→ Required action: Leave every picture out, and retype all the remaining records exactly.

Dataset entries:
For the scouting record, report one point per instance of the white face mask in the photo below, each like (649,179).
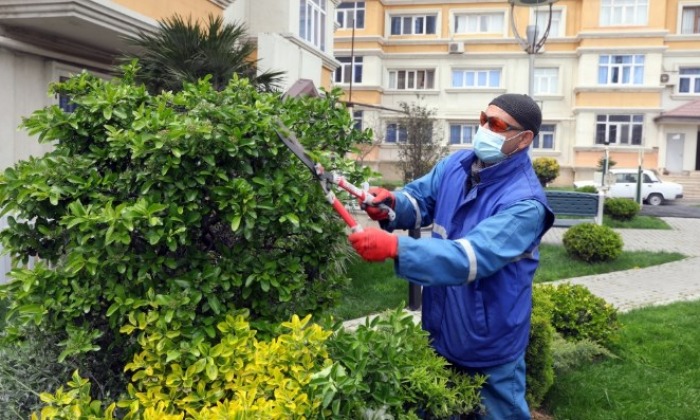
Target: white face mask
(488,145)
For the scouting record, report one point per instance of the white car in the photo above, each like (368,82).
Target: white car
(623,183)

→ Response area:
For the scouting record, report one point per instance of the white face mask in the photo below, each like (649,179).
Target: white face mask
(488,145)
For the scouting record, report one point per instance of the white car in the photo above, each like (368,82).
Target: white car
(623,183)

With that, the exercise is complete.